Problem:
Answer these questions from the qPCR discussion below.
1. What does the discussion suggest using as the negative control when checking for primer dimer?
2. What was used as the template for the SGR control amplification in serial dilutions?
3. Which gene was successfully amplified on cDNA?

Excerpt:
***
If this ladder is a 100bp ladder, your amplicon size are below 100bp (what amplicon size are you looking for), that implies that the sharp bands you are seeing are primer dimer (not amplicon/no product). If that is true, repeat the experiment with cautions on nucleic acid concentration, primer concentration (to avoid dimer formation), the annealing temperature, and retention time for PCR extension.
May want to check primer dimer on qpcr product from negative control (use no nucleic acid template+use two separate primer sets, separately) on a gel, or do a melting curve study as mentioned by Bru.
Even though NTC melt curve doesn't appear on the chart, it seems that nothing but primers dimers was amplified for SGR. Would you have some positive control, gDNA (if possible, according to the location primers were designed) or maybe the cloned target ? just to make sure that PCR set up is fine.
Here's the amplification curve to control using plasmid for the SGR in serial dilutions. We used the same primers in both experiments. For plasmid works fine, but when the cDNA is derived from the cell, no.
Ok, then, since GAPDH was succesfully amplified on cDNA, let's consider that their quality is ok. Concerning SGR, based on your serial dilution, the assay may properly work as well. It's most likely that your target's number is below the detection limit... maybe could you try with a higher concentration if possible. To my opinion, increasing the cycles number wouldn't solve this issue and would lead to differences in replicates.
***
Stored data:
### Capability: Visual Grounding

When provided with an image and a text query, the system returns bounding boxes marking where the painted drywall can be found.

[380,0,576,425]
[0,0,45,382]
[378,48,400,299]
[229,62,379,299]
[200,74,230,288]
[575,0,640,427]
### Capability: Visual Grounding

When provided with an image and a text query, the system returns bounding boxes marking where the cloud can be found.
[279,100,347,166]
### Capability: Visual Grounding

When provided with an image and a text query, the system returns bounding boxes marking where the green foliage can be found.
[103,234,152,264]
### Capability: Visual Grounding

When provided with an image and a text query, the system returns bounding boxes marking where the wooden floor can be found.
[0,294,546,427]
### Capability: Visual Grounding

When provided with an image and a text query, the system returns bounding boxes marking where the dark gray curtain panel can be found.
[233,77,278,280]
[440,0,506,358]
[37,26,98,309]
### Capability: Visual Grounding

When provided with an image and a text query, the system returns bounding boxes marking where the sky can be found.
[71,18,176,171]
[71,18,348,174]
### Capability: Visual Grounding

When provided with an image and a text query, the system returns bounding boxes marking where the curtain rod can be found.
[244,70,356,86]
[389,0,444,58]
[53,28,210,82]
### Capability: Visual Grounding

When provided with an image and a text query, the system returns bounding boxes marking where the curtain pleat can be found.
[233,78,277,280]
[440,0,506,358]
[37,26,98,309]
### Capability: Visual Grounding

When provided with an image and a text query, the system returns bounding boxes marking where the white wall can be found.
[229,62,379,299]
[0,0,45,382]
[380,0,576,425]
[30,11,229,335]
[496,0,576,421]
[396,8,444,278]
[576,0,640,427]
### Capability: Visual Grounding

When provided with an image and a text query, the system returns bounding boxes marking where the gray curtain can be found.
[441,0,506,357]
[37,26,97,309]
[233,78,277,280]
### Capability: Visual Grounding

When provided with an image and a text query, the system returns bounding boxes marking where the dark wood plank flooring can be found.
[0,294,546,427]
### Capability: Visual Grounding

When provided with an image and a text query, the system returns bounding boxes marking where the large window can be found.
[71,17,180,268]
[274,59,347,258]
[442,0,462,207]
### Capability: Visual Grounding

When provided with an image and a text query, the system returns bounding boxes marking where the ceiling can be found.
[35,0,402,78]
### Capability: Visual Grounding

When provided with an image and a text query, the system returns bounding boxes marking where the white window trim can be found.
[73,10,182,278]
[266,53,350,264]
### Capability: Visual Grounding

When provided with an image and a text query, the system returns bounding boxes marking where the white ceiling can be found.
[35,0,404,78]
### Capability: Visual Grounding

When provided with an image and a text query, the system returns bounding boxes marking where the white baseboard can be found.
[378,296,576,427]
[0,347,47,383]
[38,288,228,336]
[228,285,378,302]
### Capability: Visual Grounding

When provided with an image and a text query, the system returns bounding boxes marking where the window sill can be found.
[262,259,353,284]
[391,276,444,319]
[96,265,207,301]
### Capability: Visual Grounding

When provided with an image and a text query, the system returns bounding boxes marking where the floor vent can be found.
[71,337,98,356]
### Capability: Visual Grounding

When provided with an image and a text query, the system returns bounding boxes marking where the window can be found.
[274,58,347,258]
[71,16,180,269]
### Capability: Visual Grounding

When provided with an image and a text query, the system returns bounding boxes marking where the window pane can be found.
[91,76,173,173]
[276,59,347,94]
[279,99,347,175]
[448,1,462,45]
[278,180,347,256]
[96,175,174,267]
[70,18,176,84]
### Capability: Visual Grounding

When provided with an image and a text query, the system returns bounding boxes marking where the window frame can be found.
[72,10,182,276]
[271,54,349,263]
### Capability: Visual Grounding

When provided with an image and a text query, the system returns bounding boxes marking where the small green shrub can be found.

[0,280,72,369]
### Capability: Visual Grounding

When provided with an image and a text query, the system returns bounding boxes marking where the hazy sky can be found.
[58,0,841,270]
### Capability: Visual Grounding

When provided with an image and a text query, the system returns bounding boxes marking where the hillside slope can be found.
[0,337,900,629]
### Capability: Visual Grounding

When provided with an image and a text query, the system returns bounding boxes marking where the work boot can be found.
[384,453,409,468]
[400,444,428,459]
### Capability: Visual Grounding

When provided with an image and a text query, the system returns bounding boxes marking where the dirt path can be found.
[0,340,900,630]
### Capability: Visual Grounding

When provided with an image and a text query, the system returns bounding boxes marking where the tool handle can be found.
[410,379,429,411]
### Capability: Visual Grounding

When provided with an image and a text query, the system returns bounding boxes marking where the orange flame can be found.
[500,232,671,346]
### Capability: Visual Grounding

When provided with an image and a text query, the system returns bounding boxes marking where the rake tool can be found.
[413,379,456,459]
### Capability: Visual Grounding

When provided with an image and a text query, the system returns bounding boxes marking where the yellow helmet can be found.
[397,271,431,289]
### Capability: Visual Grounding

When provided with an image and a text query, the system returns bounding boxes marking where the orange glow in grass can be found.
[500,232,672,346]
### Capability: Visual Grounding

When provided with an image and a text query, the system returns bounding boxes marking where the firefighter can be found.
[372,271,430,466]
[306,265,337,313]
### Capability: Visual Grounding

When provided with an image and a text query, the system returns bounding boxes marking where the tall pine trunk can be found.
***
Task output:
1. No nucleic acid template, with two separate primer sets used separately.
2. A plasmid.
3. GAPDH.